====== Records supplied ======

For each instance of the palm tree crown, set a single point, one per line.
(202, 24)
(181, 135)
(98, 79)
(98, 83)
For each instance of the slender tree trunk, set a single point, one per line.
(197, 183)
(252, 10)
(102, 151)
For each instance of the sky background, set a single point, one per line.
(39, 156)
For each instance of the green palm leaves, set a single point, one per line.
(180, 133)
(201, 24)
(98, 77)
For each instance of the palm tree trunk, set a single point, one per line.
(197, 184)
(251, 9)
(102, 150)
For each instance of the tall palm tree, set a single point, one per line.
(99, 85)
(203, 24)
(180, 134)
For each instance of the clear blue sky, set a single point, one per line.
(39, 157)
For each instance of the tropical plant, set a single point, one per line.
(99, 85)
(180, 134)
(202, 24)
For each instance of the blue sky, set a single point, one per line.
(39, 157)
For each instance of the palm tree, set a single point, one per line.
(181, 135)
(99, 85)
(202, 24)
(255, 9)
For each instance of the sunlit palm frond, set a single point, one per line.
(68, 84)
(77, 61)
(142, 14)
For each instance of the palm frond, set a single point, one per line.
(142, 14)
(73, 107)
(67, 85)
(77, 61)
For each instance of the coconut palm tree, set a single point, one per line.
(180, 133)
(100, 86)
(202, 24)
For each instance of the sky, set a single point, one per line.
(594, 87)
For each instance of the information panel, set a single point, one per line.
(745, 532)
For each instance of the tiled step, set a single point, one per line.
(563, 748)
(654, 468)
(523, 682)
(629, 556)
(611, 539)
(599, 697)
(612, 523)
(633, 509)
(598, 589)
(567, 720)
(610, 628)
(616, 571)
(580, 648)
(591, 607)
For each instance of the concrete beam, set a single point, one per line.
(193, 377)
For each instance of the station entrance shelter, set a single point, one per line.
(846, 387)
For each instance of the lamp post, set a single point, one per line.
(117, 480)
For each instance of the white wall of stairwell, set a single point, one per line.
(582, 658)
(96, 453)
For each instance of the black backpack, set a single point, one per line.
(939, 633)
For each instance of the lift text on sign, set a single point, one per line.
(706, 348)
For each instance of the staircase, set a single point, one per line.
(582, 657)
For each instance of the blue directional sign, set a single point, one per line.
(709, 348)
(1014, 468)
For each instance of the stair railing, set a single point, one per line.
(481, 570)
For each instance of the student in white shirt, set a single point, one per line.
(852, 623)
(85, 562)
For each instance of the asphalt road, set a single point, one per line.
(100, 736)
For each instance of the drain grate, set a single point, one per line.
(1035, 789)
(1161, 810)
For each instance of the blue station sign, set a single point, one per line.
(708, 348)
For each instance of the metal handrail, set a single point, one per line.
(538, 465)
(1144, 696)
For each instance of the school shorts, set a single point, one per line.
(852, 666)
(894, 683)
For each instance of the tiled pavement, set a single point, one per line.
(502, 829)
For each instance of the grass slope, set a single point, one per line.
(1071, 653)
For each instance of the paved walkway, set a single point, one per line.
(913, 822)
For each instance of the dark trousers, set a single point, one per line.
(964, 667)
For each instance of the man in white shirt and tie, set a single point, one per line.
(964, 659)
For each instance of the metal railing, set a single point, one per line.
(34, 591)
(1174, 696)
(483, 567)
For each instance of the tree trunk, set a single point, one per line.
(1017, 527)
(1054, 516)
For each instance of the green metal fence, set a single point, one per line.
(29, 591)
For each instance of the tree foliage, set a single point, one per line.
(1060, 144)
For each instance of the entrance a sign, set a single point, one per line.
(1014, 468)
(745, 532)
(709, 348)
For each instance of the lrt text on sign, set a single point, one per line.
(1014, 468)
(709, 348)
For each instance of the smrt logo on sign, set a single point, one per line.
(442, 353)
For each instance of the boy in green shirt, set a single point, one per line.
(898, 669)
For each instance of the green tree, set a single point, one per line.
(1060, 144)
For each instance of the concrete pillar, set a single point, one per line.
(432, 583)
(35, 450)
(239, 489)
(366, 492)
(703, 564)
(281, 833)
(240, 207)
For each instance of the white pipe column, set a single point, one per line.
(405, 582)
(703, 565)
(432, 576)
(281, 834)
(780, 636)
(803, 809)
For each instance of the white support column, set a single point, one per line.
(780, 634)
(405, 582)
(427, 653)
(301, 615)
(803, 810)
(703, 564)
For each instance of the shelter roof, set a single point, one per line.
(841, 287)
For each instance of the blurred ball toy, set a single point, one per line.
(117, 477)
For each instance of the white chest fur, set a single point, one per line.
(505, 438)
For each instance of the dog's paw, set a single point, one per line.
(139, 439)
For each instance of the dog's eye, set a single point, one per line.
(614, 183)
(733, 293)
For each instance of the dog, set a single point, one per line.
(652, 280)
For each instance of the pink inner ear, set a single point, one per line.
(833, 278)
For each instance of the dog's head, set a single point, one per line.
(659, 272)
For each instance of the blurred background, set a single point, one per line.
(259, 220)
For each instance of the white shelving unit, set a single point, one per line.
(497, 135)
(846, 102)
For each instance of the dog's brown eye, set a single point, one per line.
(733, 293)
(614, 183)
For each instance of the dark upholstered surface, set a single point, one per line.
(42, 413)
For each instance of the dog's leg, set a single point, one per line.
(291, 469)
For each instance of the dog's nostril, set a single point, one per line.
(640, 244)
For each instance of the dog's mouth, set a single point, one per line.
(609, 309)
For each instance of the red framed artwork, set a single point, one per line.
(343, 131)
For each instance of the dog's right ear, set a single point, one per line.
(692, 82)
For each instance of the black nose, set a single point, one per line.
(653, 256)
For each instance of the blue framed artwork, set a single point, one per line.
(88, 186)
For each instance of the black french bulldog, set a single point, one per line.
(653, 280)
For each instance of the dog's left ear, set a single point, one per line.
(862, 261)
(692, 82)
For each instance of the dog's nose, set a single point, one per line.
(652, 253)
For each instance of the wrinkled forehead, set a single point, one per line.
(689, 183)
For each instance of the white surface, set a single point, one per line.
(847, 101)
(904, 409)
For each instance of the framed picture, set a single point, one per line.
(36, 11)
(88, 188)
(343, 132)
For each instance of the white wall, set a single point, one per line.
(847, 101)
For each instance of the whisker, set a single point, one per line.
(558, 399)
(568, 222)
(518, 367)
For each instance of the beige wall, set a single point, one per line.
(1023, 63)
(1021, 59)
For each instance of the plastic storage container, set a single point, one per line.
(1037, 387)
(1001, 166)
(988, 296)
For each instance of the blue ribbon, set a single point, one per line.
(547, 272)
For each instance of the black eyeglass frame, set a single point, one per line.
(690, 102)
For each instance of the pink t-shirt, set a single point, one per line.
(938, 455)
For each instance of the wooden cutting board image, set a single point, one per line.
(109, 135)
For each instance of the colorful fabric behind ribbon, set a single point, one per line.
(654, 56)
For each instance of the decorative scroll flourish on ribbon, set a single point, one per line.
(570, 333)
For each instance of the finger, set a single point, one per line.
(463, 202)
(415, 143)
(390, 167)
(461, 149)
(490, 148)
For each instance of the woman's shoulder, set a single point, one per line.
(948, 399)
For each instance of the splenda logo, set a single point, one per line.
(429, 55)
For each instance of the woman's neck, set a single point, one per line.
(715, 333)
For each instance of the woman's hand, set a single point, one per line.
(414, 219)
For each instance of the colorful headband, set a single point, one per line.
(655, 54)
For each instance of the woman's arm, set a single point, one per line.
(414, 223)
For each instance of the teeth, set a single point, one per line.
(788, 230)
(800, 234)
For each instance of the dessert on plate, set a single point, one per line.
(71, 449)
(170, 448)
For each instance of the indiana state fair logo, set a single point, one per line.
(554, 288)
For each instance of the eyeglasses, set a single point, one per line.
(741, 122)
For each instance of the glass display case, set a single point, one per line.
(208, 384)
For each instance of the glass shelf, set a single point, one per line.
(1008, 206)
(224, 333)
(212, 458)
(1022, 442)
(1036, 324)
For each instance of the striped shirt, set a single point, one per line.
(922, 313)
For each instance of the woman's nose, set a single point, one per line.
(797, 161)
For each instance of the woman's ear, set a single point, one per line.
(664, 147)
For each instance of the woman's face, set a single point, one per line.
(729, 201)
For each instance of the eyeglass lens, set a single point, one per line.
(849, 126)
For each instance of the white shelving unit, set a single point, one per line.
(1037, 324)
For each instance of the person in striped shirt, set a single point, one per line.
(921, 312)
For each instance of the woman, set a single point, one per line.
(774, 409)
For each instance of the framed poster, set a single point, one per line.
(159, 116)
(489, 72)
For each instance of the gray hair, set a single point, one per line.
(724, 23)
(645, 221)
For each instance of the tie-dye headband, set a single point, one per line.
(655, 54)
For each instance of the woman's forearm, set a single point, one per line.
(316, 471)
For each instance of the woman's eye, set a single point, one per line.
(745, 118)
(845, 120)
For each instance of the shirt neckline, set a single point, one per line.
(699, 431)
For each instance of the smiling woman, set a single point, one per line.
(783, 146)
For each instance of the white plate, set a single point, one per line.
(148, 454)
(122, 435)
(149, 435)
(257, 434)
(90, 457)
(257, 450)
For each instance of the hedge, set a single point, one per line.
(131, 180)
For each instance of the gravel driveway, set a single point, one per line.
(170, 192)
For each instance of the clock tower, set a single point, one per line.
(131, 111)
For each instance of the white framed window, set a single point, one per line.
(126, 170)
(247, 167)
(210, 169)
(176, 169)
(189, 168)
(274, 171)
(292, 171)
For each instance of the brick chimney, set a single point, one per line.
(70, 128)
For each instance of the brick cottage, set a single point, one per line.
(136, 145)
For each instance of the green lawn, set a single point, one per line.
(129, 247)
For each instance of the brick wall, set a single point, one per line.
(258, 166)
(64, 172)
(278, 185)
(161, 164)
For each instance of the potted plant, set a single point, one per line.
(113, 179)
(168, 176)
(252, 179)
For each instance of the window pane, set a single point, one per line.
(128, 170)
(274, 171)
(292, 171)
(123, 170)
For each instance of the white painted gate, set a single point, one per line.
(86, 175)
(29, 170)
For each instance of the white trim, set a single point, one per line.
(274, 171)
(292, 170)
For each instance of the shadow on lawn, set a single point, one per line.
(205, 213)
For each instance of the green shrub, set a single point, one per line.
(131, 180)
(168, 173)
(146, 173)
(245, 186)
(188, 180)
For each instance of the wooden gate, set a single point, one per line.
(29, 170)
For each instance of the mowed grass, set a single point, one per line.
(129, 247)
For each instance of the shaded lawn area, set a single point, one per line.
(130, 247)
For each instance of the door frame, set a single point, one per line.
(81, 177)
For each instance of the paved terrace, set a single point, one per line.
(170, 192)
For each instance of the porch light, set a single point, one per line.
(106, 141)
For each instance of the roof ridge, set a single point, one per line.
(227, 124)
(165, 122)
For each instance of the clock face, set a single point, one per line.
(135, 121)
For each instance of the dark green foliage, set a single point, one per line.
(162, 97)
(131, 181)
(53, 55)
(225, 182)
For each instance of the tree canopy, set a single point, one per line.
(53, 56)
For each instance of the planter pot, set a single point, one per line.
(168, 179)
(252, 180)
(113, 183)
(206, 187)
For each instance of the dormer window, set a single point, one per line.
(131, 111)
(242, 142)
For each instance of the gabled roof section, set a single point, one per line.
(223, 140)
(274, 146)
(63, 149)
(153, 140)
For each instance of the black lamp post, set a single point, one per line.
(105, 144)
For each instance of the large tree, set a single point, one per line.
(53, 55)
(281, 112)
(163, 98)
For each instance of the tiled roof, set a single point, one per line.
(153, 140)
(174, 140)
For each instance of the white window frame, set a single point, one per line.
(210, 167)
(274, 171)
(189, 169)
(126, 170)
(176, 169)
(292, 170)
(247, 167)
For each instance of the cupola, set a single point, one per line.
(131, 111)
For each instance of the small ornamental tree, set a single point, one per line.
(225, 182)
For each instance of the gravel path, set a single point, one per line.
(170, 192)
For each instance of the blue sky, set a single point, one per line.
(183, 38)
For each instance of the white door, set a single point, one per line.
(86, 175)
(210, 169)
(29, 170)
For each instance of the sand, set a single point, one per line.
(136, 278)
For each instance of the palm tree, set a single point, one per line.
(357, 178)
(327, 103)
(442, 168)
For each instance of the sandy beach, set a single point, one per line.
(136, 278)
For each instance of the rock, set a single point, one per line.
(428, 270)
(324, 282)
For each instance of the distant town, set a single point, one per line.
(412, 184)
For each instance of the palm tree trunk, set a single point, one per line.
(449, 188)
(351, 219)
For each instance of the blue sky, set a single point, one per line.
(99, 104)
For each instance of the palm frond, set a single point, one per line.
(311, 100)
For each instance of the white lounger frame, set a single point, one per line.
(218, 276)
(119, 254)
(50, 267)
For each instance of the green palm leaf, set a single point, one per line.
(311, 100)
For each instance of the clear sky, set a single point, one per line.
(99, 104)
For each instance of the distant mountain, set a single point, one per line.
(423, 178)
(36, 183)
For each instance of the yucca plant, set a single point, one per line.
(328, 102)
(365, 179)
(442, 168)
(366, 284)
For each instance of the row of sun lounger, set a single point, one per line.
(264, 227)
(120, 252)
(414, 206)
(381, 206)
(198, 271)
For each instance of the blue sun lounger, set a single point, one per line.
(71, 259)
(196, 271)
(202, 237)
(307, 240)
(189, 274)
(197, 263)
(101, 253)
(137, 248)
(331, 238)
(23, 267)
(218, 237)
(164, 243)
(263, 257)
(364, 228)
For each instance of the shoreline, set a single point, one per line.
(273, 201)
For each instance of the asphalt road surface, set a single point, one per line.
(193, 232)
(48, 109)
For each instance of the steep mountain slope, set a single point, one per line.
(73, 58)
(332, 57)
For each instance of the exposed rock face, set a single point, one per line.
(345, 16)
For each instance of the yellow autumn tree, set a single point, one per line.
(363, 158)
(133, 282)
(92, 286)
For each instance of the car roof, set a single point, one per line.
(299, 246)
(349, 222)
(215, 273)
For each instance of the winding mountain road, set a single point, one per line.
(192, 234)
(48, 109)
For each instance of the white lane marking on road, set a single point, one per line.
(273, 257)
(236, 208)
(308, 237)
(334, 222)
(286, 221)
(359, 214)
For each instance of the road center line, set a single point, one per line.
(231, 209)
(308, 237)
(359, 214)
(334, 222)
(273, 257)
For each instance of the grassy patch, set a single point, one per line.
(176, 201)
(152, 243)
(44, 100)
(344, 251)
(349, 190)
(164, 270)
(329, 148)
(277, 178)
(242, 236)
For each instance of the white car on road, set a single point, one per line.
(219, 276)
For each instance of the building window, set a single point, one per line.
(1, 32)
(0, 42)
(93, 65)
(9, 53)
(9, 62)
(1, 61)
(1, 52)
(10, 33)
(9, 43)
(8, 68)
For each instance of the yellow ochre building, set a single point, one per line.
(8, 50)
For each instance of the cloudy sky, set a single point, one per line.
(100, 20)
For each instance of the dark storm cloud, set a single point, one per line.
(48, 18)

======

From the line holding "For each instance of the distant mountain, set" through the last line above, reproduce each line exactly and add nothing.

> **The completed task**:
For each instance of the distant mountain, set a single point, one per line.
(423, 178)
(36, 183)
For each instance of the yucca plant, set a single point, one per line.
(328, 102)
(365, 179)
(442, 168)
(366, 284)
For each instance of the row of sun lounger, set a single point, one per line.
(264, 227)
(120, 252)
(414, 206)
(381, 206)
(198, 271)
For each instance of the blue sun lounger, set a single point, one per line.
(71, 259)
(196, 271)
(202, 237)
(307, 240)
(189, 274)
(197, 263)
(101, 253)
(137, 248)
(331, 238)
(23, 267)
(218, 237)
(164, 243)
(263, 257)
(364, 228)
For each instance of the shoreline, set a single point, one per line.
(273, 201)
For each instance of the asphalt road surface, set a single point, one per line.
(193, 232)
(48, 109)
For each instance of the steep mountain slope, set a single point, one per line.
(73, 58)
(332, 57)
For each instance of the exposed rock face, set a single point, one per line.
(345, 16)
For each instance of the yellow autumn tree, set a single point, one per line.
(363, 158)
(133, 282)
(92, 286)
For each instance of the car roof, set a single point, one per line.
(299, 246)
(349, 222)
(215, 273)
For each instance of the winding mountain road, set a single point, one per line.
(192, 234)
(48, 109)
For each instance of the white lane marking on road, set a single point, one per line.
(273, 257)
(236, 208)
(308, 237)
(334, 222)
(286, 221)
(359, 214)
For each instance of the road center line, set a single point, one per line.
(231, 209)
(308, 237)
(359, 214)
(334, 222)
(273, 257)
For each instance of the grassy patch, set a single point, one per line.
(176, 201)
(152, 243)
(44, 100)
(344, 251)
(349, 190)
(164, 270)
(329, 148)
(277, 178)
(242, 236)
For each instance of the white car on road, set a single point, one per line.
(219, 276)
For each instance of the building window, set a single point, one per line.
(1, 32)
(0, 42)
(93, 65)
(9, 53)
(9, 62)
(1, 61)
(1, 52)
(10, 33)
(9, 43)
(8, 68)
For each instance of the yellow ochre building, set a single point, one per line.
(8, 50)
For each instance of the cloudy sky, set a single point, one per line.
(100, 20)
For each instance of the dark storm cloud, set a single point, one per line.
(48, 18)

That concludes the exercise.